**PARTS OF THE EXERCISE:**
a) Rewrite the news report about the Slovak journalist's murder starting with "Participants hold a" and going on through "in the country.", putting "partner" in place of "girlfriend".
b) Decide whether each statement agrees with the news report about the Slovak journalist's murder, answering yes or no and quoting the words from the report that settle it: (i) Kuciak and Kusnirova were the same age. (ii) The two were found dead in their house in Prague. (iii) Police detained seven people on Thursday.
c) Continue the news report about the Slovak journalist's murder from the point where it stops.

**TEXT PROVIDED:**
◇ ◇ ◇

Slovak police detain seven people over journalist's murder

PRAGUE (Reuters) - Slovak police detained seven people on Thursday in a probe into the murder of an investigative journalist and his girlfriend, chief of police Tibor Gaspar said.

Participants hold a banner reading: "Attack on journalists = attack on all of us" as they march in honour of murdered Slovak investigative reporter Jan Kuciak and his girlfriend Martina Kusnirova in Bratislava, Slovakia, March 2, 2018. REUTERS/Radovan Stoklasa

The murder of Jan Kuciak, whose reporting focused primarily links between businessmen and top Slovak politicians, was the first of a journalist in the country.

Kuciak and Martina Kusnirova, both 27, were found shot dead in their house north-east of Bratislava last weekend.

The murder prompted demands from Prime Minister Robert Fico’s coalition partners for the resignation of senior officials, throwing the stability of his cabinet into doubt.

◇ ◇ ◇

**INFORMATION SUPPLIED:**
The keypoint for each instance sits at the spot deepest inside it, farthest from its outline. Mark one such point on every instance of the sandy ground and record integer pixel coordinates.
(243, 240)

◇ ◇ ◇

**OUTPUTS:**
a)
Participants hold a banner reading: "Attack on journalists = attack on all of us" as they march in honour of murdered Slovak investigative reporter Jan Kuciak and his partner Martina Kusnirova in Bratislava, Slovakia, March 2, 2018. REUTERS/Radovan Stoklasa

The murder of Jan Kuciak, whose reporting focused primarily links between businessmen and top Slovak politicians, was the first of a journalist in the country.

b)
(i) Yes: "Kuciak and Martina Kusnirova, both 27"
(ii) No: "found shot dead in their house north-east of Bratislava"
(iii) Yes: "Slovak police detained seven people on Thursday"

c)
Police raided seven locations in eastern Slovakia, Gaspar said on TA3 television. He identified the detainees by their first names and initials and some of these appeared to match names of Italian businesspeople who were the focus of Kuciak’s final report for news website

“They have been detained with the prosecutor’s agreement as suspects,” Gaspar said.

Gaspar said in an earlier televised appearance the raids were connected with Italian businessmen who Kuciak alleged in his last article had mafia links. The article was published posthumously.

Gaspar said further proceedings with regard to those detained would be based on evaluation of information gathered.

Gaspar said one of the detainees was Antonino V.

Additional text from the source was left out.